Records supplied →
========================

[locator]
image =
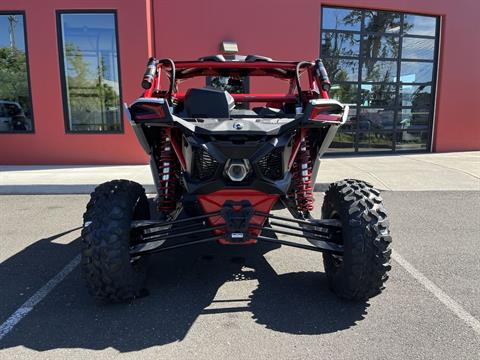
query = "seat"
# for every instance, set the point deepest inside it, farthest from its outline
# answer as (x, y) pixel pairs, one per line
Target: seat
(208, 103)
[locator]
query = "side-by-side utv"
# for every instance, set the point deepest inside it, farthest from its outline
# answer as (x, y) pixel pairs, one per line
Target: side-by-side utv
(222, 157)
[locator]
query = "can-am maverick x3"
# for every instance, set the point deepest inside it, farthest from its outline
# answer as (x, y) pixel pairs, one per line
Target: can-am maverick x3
(221, 162)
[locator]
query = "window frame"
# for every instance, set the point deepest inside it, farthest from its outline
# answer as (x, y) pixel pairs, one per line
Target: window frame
(27, 60)
(63, 79)
(398, 83)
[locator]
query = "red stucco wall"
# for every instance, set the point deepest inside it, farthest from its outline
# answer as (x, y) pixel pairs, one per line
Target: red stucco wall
(277, 28)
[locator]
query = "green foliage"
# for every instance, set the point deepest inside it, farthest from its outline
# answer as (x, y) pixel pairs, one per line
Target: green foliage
(93, 101)
(13, 77)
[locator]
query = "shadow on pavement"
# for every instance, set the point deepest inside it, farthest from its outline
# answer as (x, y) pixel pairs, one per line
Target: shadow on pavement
(182, 285)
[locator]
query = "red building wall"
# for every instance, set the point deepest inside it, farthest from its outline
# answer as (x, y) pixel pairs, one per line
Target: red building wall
(277, 28)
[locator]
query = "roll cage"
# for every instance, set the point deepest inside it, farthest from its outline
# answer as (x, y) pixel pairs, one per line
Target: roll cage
(239, 66)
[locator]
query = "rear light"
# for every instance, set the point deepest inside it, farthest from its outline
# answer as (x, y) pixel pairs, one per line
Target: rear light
(146, 109)
(323, 113)
(328, 110)
(149, 112)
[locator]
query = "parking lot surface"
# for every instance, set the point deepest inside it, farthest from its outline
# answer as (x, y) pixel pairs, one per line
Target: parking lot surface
(255, 302)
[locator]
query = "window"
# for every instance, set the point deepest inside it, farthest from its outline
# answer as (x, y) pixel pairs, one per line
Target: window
(232, 85)
(383, 64)
(15, 101)
(89, 64)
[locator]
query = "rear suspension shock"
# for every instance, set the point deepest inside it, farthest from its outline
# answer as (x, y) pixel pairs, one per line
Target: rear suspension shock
(302, 177)
(168, 168)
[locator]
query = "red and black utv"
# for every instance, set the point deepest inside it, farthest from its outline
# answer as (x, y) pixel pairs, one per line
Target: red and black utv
(222, 158)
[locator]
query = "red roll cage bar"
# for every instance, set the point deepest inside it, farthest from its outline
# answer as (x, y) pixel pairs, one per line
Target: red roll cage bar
(319, 83)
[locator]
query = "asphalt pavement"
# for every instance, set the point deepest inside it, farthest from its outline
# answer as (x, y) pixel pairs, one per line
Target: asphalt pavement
(255, 302)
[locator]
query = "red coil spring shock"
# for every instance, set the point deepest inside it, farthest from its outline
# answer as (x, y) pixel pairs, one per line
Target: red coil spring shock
(167, 165)
(302, 177)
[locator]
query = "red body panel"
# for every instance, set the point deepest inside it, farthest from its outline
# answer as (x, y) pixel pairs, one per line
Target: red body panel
(260, 201)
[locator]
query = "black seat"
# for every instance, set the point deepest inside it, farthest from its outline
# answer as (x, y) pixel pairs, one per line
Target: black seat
(208, 103)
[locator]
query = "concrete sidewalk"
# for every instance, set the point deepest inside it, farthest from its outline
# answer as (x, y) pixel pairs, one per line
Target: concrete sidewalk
(418, 172)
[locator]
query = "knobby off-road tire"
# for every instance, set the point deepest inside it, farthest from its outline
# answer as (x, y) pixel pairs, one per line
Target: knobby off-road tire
(108, 269)
(363, 269)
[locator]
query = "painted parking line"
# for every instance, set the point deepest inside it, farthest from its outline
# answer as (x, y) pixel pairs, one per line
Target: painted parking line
(28, 305)
(36, 298)
(446, 300)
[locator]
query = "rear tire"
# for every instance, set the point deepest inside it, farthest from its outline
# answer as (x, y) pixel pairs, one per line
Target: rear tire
(108, 269)
(360, 273)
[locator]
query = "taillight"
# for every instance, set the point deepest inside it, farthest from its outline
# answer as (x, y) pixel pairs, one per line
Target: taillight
(324, 113)
(328, 110)
(149, 112)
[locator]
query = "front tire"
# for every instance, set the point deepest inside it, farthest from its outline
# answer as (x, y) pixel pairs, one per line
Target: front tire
(109, 271)
(360, 273)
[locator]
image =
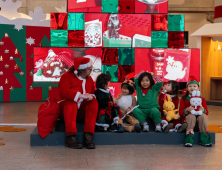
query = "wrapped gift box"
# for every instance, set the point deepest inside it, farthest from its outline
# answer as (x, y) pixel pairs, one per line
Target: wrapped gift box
(122, 41)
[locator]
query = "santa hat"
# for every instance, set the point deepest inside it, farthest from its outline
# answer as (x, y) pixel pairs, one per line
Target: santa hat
(193, 80)
(81, 63)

========================

Copy out the listing word for word and skip its pictures.

[locator]
image =
query = "seat"
# for every instance, set the point deepest inside it, farthest from its outline
# answer as (x, y) pixel pairs, one per line
Target: seat
(208, 103)
[locator]
query = "side-by-side utv"
# for every instance, set the point deepest inside it, farthest from its outline
# answer as (x, y) pixel pairs, one per line
Target: side-by-side utv
(222, 157)
[locator]
query = "can-am maverick x3"
# for every instance, set the point deepest inside it, farthest from its outline
# answer as (x, y) pixel pairs, one per line
Target: can-am maverick x3
(221, 162)
[locator]
query = "window frame"
# for every instance, set the point deepest inside it, farthest from its outline
# answer as (x, y) pixel pairs, one per line
Target: window frame
(27, 60)
(63, 79)
(398, 83)
[locator]
query = "red stucco wall"
# for every instance, set the point deepest inside it, farthest from its outline
# answer as (x, y) pixel pairs, one per line
Target: red stucco wall
(277, 28)
[locator]
query = "green foliage"
# for every instance, set the point deepest inside it, farthest from its outline
# answer as (x, y) pixel pairs, one per line
Target: green foliage
(93, 101)
(13, 77)
[locator]
query = "shadow on pavement"
# for every instance, set the point deepest inside it, farthest from its outline
# answer as (x, y) pixel pairs, one per line
Target: shadow on pavement
(182, 285)
[locator]
query = "red building wall"
# for every instance, set the point deepest inside it, farthest from its outline
# answer as (x, y) pixel pairs, one per line
Target: red building wall
(277, 28)
[locator]
query = "roll cage"
# for every instance, set the point deepest inside it, farthest from its outline
# answer as (x, y) pixel pairs, one per line
Target: roll cage
(239, 66)
[locator]
query = "rear light"
# for every instance, set the point deepest inside it, farthest from its outline
# answer as (x, y) pixel pairs, one per line
Target: rear light
(146, 109)
(323, 113)
(328, 110)
(149, 112)
[locator]
query = "parking lot surface"
# for every instance, set the point deepest inside it, farthest from its outline
# answer as (x, y) pixel pairs, one per line
Target: parking lot surface
(255, 302)
[locator]
query = "window"
# for every instance, set the point deepest inside it, farthest from its outline
# answer as (x, y) pixel pairs, one per line
Target: window
(232, 85)
(383, 64)
(15, 101)
(89, 64)
[locator]
query = "rear suspension shock"
# for every instance, set the point deepest inside it, farthest from its outline
# answer as (x, y) pixel pairs, one per line
Target: rear suspension shock
(302, 177)
(168, 168)
[locator]
query = "red and black utv"
# for every instance, set the point deepest inside it, farthest from its outline
# answer as (x, y) pixel pairs, one per line
Target: red and black utv
(222, 158)
[locator]
query = "red roll cage bar"
# for every instance, set the point deepest inside it, farthest from its outline
# answer as (x, y) pixel pairs, one per line
Target: red roll cage bar
(319, 83)
[locator]
query = "asphalt pavement"
# for every instance, set the point deepest inside it, farthest from its outline
# answer as (x, y) pixel pairs, one per line
Target: asphalt pavement
(255, 302)
[locator]
query = "red coil spring shock"
# for every instance, set the point deepest inside it, farthest from its outline
# answer as (x, y) pixel pairs, one per line
Target: red coil spring shock
(167, 165)
(302, 177)
[locator]
query = "red body panel"
# for every instance, set the point deepest inside it, farthest from its outline
# answer as (x, y) pixel pairs, one per line
Target: red body panel
(260, 201)
[locator]
query = "black seat"
# for every instance, set the point deepest inside it, farthest from its outline
# answer as (x, y) pixel pairs, one per line
Target: black seat
(208, 103)
[locator]
query = "concrete sidewalk"
# for every instance, set the point deepest inside it, farthest from its outline
# answer as (x, y) pixel pairs, one per line
Target: concrete sidewalk
(418, 172)
[locator]
query = "knobby off-road tire"
# for every instance, set the point deepest inside it, farthest from its outline
# answer as (x, y) pixel pairs, one per line
Target: knobby off-road tire
(108, 269)
(363, 269)
[locator]
query = "painted parking line"
# for every instance, set the point deepest inside it, farthest from its outline
# answer as (x, y) pixel pairs, one per line
Target: painted parking line
(28, 305)
(36, 298)
(446, 300)
[locator]
query = "rear tire"
# for every instance, set the point deepest inside it, farthest from its outline
# answer as (x, y) pixel pairs, one per line
Target: rear tire
(108, 269)
(360, 273)
[locator]
query = "taillight"
# for every instance, set the point deepest inside it, farthest from its outline
# answer as (x, y) pixel pairs, one per line
Target: taillight
(324, 113)
(328, 110)
(149, 112)
[locator]
query = "front tire"
# for every instance, set the point deepest inside it, farthest from its outline
# answer as (x, y) pixel pairs, one per line
Target: front tire
(109, 271)
(360, 273)
[locator]
image =
query = "wrapped gift box"
# for every instance, set the point deepest inside it, farthest from its outline
# answer as (x, y) pixel pairs, one per line
Target: wrapped gift box
(122, 41)
[locator]
query = "santa hat"
# for every instance, set the point deepest inside it, farthest from its outline
# answer as (x, y) pixel pairs, one per line
Target: santa hat
(193, 80)
(81, 63)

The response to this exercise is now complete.